• Task goal:
Can you reproduce every line of the data below word for word?
━━ Input data
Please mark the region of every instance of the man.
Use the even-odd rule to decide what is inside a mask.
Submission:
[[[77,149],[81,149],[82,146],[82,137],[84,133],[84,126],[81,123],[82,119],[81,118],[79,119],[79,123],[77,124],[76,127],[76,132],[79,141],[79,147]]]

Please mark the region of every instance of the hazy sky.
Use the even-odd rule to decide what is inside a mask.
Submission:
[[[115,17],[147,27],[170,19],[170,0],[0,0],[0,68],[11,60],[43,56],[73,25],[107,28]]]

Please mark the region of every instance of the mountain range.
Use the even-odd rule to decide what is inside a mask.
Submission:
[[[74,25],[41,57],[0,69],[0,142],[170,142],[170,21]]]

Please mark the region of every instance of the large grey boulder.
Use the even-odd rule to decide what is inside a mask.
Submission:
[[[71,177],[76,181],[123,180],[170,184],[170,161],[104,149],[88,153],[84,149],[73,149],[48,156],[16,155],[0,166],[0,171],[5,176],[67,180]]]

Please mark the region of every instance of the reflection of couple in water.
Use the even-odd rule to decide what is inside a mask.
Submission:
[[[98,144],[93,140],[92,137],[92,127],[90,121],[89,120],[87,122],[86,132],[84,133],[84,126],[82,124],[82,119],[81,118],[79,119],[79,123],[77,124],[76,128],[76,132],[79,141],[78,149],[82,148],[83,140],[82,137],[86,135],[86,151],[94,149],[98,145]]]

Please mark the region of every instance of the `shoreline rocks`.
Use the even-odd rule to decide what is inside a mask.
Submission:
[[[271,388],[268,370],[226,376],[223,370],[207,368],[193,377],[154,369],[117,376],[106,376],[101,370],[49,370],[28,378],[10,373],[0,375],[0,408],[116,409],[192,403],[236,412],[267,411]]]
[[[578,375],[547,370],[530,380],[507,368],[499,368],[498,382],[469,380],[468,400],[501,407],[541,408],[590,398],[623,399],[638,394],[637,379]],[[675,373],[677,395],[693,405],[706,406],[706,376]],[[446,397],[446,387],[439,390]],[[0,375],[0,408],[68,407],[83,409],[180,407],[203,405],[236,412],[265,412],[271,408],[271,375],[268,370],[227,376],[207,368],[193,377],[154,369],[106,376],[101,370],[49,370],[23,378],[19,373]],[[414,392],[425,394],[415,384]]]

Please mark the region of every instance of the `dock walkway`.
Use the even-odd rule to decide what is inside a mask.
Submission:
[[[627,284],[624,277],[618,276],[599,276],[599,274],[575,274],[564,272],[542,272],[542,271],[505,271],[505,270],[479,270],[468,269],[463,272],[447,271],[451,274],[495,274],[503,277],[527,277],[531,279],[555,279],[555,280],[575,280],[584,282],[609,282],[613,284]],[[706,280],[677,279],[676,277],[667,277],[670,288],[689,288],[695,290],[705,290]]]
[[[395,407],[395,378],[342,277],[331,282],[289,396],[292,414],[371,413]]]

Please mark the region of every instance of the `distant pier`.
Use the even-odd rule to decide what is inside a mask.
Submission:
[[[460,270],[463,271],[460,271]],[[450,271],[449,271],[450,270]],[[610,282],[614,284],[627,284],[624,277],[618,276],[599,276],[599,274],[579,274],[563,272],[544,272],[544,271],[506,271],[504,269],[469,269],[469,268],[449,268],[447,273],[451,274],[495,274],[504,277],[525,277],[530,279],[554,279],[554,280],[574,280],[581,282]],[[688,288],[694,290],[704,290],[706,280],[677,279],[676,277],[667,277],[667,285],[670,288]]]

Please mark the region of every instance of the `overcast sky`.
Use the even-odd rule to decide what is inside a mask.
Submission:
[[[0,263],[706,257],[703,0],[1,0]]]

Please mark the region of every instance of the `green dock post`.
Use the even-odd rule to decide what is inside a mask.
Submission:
━━━━
• Expected answer:
Please mark the region of every instance of the man.
Use the even-odd rule to decide what is inside a mask.
Submission:
[[[77,149],[81,149],[82,146],[82,137],[84,133],[84,126],[81,123],[82,119],[81,118],[79,119],[79,123],[77,124],[76,127],[76,132],[79,141],[79,147]]]

Please mark the region of every instance of the hazy sky.
Use the even-odd rule to decide what is inside a mask.
Submission:
[[[115,17],[147,27],[170,19],[170,0],[0,0],[0,68],[11,60],[43,56],[73,25],[107,28]]]

Please mark the region of every instance of the mountain range.
Use the even-odd rule to decide what is inside a mask.
Submission:
[[[74,25],[41,57],[0,69],[0,142],[170,142],[170,21]]]

Please mark the region of every instance of the large grey boulder.
Use the even-odd rule to decide what is inside a mask.
Submission:
[[[71,177],[76,181],[123,180],[170,184],[170,161],[104,149],[88,153],[84,149],[73,149],[48,156],[16,155],[0,166],[0,171],[5,176],[67,180]]]

Please mark the region of every instance of the reflection of couple in water.
Use the even-odd rule to decide what is inside a mask.
Submission:
[[[98,144],[93,140],[92,137],[92,127],[90,121],[89,120],[87,122],[86,132],[84,133],[84,126],[82,124],[82,119],[81,118],[79,119],[79,123],[77,124],[76,128],[76,132],[79,141],[78,149],[82,148],[83,140],[82,137],[86,135],[86,151],[94,149],[98,145]]]

Please mark the region of every instance of the `shoreline rocks`.
Use the even-odd rule to decide what is inside a mask.
Submission:
[[[271,388],[268,370],[226,376],[223,370],[207,368],[193,377],[154,369],[117,376],[106,376],[101,370],[49,370],[28,378],[10,373],[0,375],[0,408],[116,409],[192,403],[236,412],[267,411]]]
[[[578,375],[547,370],[530,380],[507,368],[499,368],[498,382],[469,380],[468,400],[501,407],[541,408],[590,398],[623,399],[638,394],[637,379]],[[675,373],[677,395],[693,405],[706,406],[706,376]],[[446,397],[446,387],[439,390]],[[0,375],[0,408],[68,407],[83,409],[180,407],[203,405],[236,412],[265,412],[271,408],[271,375],[268,370],[227,376],[207,368],[193,377],[154,369],[106,376],[101,370],[49,370],[23,378],[19,373]],[[414,392],[425,394],[415,384]]]

Please mark the region of every instance of the `dock walkway`.
Use the even-odd rule to decide what is inside a mask.
Submission:
[[[627,284],[624,277],[618,276],[599,276],[599,274],[575,274],[564,272],[542,272],[542,271],[505,271],[505,270],[479,270],[468,269],[463,272],[447,271],[451,274],[495,274],[503,277],[527,277],[531,279],[555,279],[555,280],[575,280],[584,282],[609,282],[613,284]],[[706,280],[677,279],[676,277],[667,277],[670,288],[689,288],[695,290],[705,290]]]
[[[395,407],[395,378],[342,277],[331,282],[289,396],[292,414],[371,413]]]

Please mark the region of every instance of the `distant pier`.
Use the even-odd rule to decide what is inside a mask.
Submission:
[[[460,270],[463,271],[460,271]],[[450,271],[449,271],[450,270]],[[610,282],[614,284],[627,284],[624,277],[618,276],[599,276],[599,274],[579,274],[563,272],[544,272],[544,271],[506,271],[504,269],[469,269],[469,268],[449,268],[447,273],[451,274],[495,274],[504,277],[525,277],[530,279],[554,279],[554,280],[574,280],[581,282]],[[688,288],[694,290],[704,290],[706,280],[677,279],[676,277],[667,277],[667,285],[670,288]]]

Please mark the region of every instance of the `overcast sky`.
Use the even-odd rule to decide what is inside a mask.
Submission:
[[[0,263],[706,257],[703,0],[1,0]]]

Please mark the region of every instance of the `green dock post`.
Use the even-odd rule to decide what is inside a mask.
Submission:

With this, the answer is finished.